Segment Open

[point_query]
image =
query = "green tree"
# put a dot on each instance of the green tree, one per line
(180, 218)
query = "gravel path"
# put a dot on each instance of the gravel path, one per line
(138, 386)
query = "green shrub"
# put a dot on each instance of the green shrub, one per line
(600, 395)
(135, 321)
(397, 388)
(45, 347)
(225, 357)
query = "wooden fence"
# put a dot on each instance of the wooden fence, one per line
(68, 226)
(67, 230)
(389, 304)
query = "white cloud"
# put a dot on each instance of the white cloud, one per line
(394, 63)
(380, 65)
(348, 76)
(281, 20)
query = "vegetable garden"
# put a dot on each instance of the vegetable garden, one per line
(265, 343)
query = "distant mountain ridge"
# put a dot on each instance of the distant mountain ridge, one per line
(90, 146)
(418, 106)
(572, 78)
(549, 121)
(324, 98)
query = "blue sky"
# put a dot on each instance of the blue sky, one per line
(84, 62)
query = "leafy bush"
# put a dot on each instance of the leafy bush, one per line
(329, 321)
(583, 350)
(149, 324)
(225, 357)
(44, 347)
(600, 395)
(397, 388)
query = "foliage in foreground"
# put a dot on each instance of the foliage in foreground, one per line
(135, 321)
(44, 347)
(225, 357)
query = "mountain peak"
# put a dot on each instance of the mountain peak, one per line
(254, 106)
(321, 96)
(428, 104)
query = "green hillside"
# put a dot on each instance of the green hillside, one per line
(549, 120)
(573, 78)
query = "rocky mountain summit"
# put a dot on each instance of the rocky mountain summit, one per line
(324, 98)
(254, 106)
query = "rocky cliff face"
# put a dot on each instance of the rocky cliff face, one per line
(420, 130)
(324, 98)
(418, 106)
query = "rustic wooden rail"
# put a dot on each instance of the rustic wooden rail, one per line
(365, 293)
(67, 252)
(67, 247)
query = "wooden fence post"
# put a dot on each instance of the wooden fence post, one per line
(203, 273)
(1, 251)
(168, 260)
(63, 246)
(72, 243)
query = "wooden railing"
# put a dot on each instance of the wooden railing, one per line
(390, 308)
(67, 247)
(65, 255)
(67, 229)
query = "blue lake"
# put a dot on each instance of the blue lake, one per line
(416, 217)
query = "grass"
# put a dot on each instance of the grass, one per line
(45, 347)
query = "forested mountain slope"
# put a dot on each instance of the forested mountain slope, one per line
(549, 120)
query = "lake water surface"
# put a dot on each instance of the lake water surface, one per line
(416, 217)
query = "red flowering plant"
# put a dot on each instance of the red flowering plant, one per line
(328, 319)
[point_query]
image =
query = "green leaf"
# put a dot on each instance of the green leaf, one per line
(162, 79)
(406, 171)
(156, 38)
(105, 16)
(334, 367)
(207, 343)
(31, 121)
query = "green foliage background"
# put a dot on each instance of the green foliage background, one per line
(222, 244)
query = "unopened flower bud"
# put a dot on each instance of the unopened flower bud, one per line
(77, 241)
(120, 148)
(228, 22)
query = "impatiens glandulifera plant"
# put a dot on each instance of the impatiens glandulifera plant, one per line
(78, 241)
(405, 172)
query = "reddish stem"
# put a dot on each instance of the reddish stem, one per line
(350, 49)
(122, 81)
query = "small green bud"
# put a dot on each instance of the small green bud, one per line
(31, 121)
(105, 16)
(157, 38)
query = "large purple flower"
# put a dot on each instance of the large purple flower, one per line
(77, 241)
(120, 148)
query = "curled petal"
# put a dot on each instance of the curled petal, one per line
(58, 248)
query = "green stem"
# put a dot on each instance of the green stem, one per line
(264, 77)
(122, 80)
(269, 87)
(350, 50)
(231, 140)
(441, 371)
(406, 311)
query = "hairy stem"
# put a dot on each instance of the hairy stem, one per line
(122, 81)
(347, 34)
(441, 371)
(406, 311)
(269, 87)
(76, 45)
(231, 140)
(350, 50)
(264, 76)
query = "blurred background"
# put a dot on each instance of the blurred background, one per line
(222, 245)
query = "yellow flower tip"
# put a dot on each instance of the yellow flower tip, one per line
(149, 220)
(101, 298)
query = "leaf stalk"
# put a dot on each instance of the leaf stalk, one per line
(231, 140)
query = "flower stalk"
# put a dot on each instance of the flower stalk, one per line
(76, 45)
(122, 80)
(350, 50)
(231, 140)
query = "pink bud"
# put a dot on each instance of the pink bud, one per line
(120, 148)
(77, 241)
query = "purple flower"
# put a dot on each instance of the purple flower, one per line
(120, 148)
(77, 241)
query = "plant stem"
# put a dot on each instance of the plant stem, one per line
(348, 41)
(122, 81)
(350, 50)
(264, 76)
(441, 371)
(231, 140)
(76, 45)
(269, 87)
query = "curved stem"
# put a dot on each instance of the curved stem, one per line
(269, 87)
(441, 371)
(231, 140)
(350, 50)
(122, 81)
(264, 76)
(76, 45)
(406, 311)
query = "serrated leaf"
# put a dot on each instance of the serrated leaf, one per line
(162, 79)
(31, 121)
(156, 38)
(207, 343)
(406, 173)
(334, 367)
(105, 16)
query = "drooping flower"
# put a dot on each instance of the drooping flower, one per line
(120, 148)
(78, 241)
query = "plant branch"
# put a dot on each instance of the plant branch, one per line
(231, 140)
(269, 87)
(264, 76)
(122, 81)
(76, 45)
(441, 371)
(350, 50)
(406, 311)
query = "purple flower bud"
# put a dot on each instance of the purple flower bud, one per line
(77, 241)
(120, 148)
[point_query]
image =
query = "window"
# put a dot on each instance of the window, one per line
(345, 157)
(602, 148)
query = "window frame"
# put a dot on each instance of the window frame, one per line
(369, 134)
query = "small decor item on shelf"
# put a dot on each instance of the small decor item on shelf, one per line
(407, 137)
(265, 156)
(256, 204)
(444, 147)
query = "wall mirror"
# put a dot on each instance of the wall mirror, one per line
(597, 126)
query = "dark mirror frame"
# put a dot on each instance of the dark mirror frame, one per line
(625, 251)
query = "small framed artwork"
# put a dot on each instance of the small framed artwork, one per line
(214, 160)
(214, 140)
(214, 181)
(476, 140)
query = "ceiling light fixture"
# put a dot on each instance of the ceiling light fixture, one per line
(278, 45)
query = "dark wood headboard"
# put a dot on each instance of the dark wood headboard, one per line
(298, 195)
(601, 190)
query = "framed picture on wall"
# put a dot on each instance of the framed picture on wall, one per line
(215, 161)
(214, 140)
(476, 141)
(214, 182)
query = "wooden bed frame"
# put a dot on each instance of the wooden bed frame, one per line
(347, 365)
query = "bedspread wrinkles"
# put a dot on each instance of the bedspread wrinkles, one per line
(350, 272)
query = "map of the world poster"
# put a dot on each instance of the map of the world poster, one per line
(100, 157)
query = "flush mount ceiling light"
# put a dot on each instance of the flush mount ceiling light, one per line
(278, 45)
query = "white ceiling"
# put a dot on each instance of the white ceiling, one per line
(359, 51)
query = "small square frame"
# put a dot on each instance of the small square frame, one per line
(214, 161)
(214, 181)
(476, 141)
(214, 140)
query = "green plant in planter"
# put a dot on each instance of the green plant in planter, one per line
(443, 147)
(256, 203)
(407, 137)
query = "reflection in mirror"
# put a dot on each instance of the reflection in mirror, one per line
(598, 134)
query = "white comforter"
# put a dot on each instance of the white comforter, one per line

Segment Closed

Exercise prompt:
Could you restate the records above word for word?

Task output:
[point_query]
image =
query = "green tree"
# put a dot on each instance of the green tree, one per line
(180, 218)
query = "gravel path"
# put a dot on each instance of the gravel path, one per line
(138, 386)
query = "green shrub"
# put a dot on each instance of the green shrub, one per line
(600, 395)
(135, 321)
(397, 388)
(45, 347)
(225, 357)
query = "wooden fence"
# put a dot on each instance of the wooden fence, one per line
(68, 226)
(67, 230)
(389, 304)
query = "white cloud"
# put a dot on each instance of the white cloud, one per line
(394, 63)
(380, 65)
(348, 76)
(281, 20)
query = "vegetable garden"
# put a dot on each instance of the vegetable garden, one per line
(265, 343)
query = "distant mountain ridge"
# put a dot on each instance of the distant mountain ridge, one per line
(90, 146)
(418, 106)
(572, 78)
(549, 121)
(324, 98)
query = "blue sky"
# put a dot on each instance of the blue sky, one per line
(84, 62)
query = "leafy bush"
# put a dot on each instance of the leafy bush, one per line
(329, 321)
(583, 350)
(149, 324)
(225, 357)
(44, 347)
(600, 395)
(397, 388)
query = "foliage in foreground"
# put a dot on each instance of the foliage in foreground, one per line
(135, 321)
(44, 347)
(225, 357)
query = "mountain peak"
# put a dot on each instance of the mountain peak, one per line
(254, 106)
(321, 96)
(428, 104)
query = "green hillside"
# put a dot on each instance of the green hillside, one per line
(549, 120)
(573, 78)
query = "rocky mountain summit"
# put a dot on each instance of the rocky mountain summit, one per line
(324, 98)
(254, 106)
query = "rocky cliff face"
# put a dot on each instance of the rocky cliff face, one per line
(420, 130)
(324, 98)
(418, 106)
query = "rustic wooden rail"
# put a dot on each instance of the rustic wooden rail, one per line
(365, 293)
(67, 252)
(67, 247)
query = "wooden fence post"
# put a dot on each instance of the wooden fence post, one per line
(203, 273)
(1, 251)
(168, 260)
(63, 246)
(72, 243)
query = "wooden railing"
# put a dot on each instance of the wooden railing, one per line
(390, 308)
(67, 247)
(65, 255)
(67, 229)
query = "blue lake"
# put a dot on each instance of the blue lake, one per line
(416, 217)
query = "grass"
# put a dot on each instance of the grass, one per line
(45, 347)
query = "forested mountain slope"
# put a dot on each instance of the forested mountain slope, one per line
(549, 120)
query = "lake water surface"
# put a dot on each instance of the lake water surface, one per line
(416, 217)
query = "red flowering plant"
# put a dot on each instance of the red flowering plant, one per line
(328, 319)
[point_query]
image =
query = "green leaf"
# put a dot on each instance of the green leaf, one per line
(162, 79)
(406, 171)
(156, 38)
(105, 16)
(334, 367)
(207, 343)
(31, 121)
query = "green foliage background"
# put a dot on each instance of the green foliage background, one per line
(222, 244)
query = "unopened flower bud"
# put a dot on each instance of the unopened flower bud, one per line
(77, 241)
(120, 148)
(228, 22)
query = "impatiens glandulifera plant"
# put a dot on each instance of the impatiens glandulifera plant, one per line
(78, 241)
(405, 172)
query = "reddish stem"
# put a dot on each instance of the reddish stem, one per line
(350, 49)
(122, 81)
query = "small green bud"
# put a dot on each instance of the small green bud, one per line
(31, 121)
(105, 16)
(157, 38)
query = "large purple flower"
# put a dot on each instance of the large purple flower, one per line
(77, 241)
(120, 148)
query = "curled petal"
# put a dot on each instance of the curled petal, one per line
(58, 248)
query = "green stem"
# put a dot on each instance of the green stem, one per line
(264, 77)
(122, 80)
(269, 87)
(350, 50)
(231, 140)
(441, 371)
(406, 311)
query = "hairy stem"
# put a dot on each instance of the hairy stem, one per line
(122, 81)
(347, 34)
(441, 371)
(406, 311)
(269, 87)
(76, 45)
(231, 140)
(350, 50)
(264, 76)
query = "blurred background"
# put a dot on each instance of the blurred background, one per line
(222, 245)
query = "yellow flower tip"
# put a dot on each instance of the yellow flower tip, one per line
(149, 220)
(101, 298)
query = "leaf stalk"
# put a dot on each instance of the leaf stalk, one per line
(231, 140)
query = "flower stalk"
# put a dot on each instance of the flower stalk, one per line
(76, 45)
(122, 80)
(350, 50)
(231, 140)
query = "pink bud"
# put a dot on each instance of the pink bud, one per line
(120, 148)
(77, 241)
query = "purple flower"
# put a dot on each instance of the purple flower, one per line
(120, 148)
(77, 241)
query = "plant stem"
# put a dot on each instance of the plant stem, one per line
(348, 41)
(122, 81)
(350, 50)
(264, 76)
(441, 371)
(231, 140)
(76, 45)
(269, 87)
query = "curved stem"
# put a dot on each instance of the curved stem, one per line
(269, 87)
(441, 371)
(231, 140)
(350, 50)
(122, 81)
(264, 76)
(76, 45)
(406, 311)
query = "serrated leaf"
# put a dot on each instance of the serrated leaf, one per line
(162, 79)
(31, 121)
(156, 38)
(207, 343)
(406, 173)
(334, 367)
(105, 16)
query = "drooping flower"
# put a dot on each instance of the drooping flower, one per line
(120, 148)
(78, 241)
query = "plant branch"
# put a dot on each instance of the plant branch, one per line
(231, 140)
(269, 87)
(264, 76)
(122, 81)
(76, 45)
(441, 371)
(350, 50)
(406, 311)
query = "purple flower bud"
# put a dot on each instance of the purple flower bud, one per line
(77, 241)
(120, 148)
[point_query]
image =
query = "window"
# put a dot on each instance of the window, one per line
(345, 157)
(602, 148)
query = "window frame"
# put a dot on each instance of the window frame, one per line
(369, 134)
query = "small decor item on shelf"
# put a dot on each instance of the small decor item on shelf, one per line
(407, 137)
(265, 156)
(256, 204)
(444, 147)
query = "wall mirror"
# put a dot on each instance of the wall mirror, one per line
(597, 126)
query = "dark mirror frame"
# put a dot on each instance of the dark mirror frame, one per line
(625, 251)
query = "small framed artwork"
# put a dot on each instance of the small framed artwork, one per line
(214, 160)
(214, 140)
(214, 181)
(476, 140)
query = "ceiling light fixture"
# put a dot on each instance of the ceiling light fixture, one per line
(278, 45)
query = "dark wood headboard"
# put a dot on each instance of the dark wood headboard, one per line
(298, 195)
(601, 190)
query = "framed picture on wall"
# put a dot on each instance of the framed picture on wall, one per line
(215, 161)
(214, 140)
(476, 141)
(214, 182)
query = "wooden bed frame"
# put a dot on each instance of the wooden bed frame, one per line
(347, 365)
query = "bedspread wrinkles"
# put a dot on each instance of the bedspread wrinkles, one per line
(350, 272)
query = "map of the world poster"
# put a dot on each instance of the map of the world poster, one per line
(100, 157)
query = "flush mount ceiling light"
# put a dot on each instance of the flush mount ceiling light, one per line
(278, 45)
query = "white ceiling"
# put a dot on each instance of the white ceiling, one per line
(359, 51)
query = "small square frame"
# put a dot on each instance of the small square frame, one per line
(214, 161)
(214, 181)
(476, 141)
(214, 140)
query = "green plant in planter"
# put a dot on each instance of the green plant in planter, one per line
(443, 147)
(256, 203)
(407, 137)
query = "reflection in mirror"
# put a dot on each instance of the reflection in mirror, one per line
(598, 134)
query = "white comforter"
# put a dot on each instance of the white comforter, one per line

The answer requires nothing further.